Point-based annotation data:

>> Start

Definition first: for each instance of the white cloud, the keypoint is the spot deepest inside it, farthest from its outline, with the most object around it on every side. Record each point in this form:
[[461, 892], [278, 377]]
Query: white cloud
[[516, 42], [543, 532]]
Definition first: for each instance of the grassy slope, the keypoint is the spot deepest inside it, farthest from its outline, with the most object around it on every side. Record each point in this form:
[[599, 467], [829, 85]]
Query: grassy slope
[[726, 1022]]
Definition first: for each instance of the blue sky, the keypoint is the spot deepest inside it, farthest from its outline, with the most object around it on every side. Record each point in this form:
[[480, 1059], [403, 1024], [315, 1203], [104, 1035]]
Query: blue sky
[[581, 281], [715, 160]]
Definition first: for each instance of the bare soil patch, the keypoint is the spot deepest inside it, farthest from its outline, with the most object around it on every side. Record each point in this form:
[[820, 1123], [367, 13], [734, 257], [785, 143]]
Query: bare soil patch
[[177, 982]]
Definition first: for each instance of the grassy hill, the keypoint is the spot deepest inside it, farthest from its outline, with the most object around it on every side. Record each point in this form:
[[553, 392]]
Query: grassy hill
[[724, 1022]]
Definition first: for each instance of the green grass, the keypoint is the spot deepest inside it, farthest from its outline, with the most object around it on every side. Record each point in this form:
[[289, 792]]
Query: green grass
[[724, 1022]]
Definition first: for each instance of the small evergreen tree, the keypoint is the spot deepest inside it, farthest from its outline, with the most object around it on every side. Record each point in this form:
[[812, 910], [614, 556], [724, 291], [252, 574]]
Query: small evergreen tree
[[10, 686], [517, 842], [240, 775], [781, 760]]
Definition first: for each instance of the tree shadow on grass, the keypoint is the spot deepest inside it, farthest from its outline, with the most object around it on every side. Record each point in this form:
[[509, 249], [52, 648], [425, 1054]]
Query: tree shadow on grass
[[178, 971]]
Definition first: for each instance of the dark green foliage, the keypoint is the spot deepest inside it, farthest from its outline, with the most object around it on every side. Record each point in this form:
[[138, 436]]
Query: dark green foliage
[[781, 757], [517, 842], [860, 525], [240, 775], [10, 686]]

>> End

◆ Requirement
Swap "keypoint" for "target point" throughout the records above, and leave every other word and number as it is.

◆ Final answer
Definition first: for each instance of the white cloud, the target point is the spot deepest inside it, farthest from its outline, with the most object around it on every side. Record each point in this form:
[[461, 892], [278, 377]]
Query: white cloud
[[516, 42], [543, 532]]
Definition first: for each instance of the grassy slope, the target point is the spot deepest inside it, farthest from its outline, with the most object around it on every side. Record each point in this form:
[[599, 467], [829, 85]]
Query: grassy slope
[[726, 1022]]
Definition first: for each instance of the blue sky, the target point is the spot deepest inside it, farthest from its outline, with the most object around it on every side. Record each point in this form:
[[480, 1059], [403, 1024], [315, 1203], [104, 1035]]
Query: blue sky
[[581, 281], [715, 160]]
Definition first: for each instance of the bare soil patch, the target point is the spot deepest inside it, farthest from its outline, with the most object around it on every side. Record each point in this form:
[[820, 1123], [367, 13], [734, 257], [785, 143]]
Query: bare soil patch
[[177, 982]]
Definition first: for each instance of the grassy hill, the target point is the spot deepest inside it, farthest from its outline, with the most object around it on every side. Record each point in this form:
[[553, 392]]
Query: grassy hill
[[724, 1022]]
Definition first: for each instance of the green grass, the target point is the spot deepest inside it, farthest from its outline, with the most object around it on every side. Record each point in this form:
[[289, 792]]
Query: green grass
[[724, 1022]]
Definition first: for each instance of the small evergreen tree, the target point is the spot deepest inside it, farthest from its outline, with the most object around it on every side. Record each point in this form:
[[812, 910], [614, 556], [724, 291], [252, 574]]
Query: small evergreen tree
[[10, 686], [517, 842], [240, 775], [781, 760]]
Definition first: for each instance of the tree shadow on grass, the target point is the spot deepest inside it, farthest from its outline, with the most object around it on every side. Record each point in this form:
[[509, 249], [52, 648], [425, 1054]]
Query: tree shadow on grass
[[178, 971]]
Definition first: for each instance of the dark green foliage, the target point is the spot deepest inside it, farthest from its outline, with the most object around it on every side. Record each point in this form:
[[138, 436]]
Query: dark green foliage
[[781, 757], [517, 842], [860, 525], [240, 775], [10, 686]]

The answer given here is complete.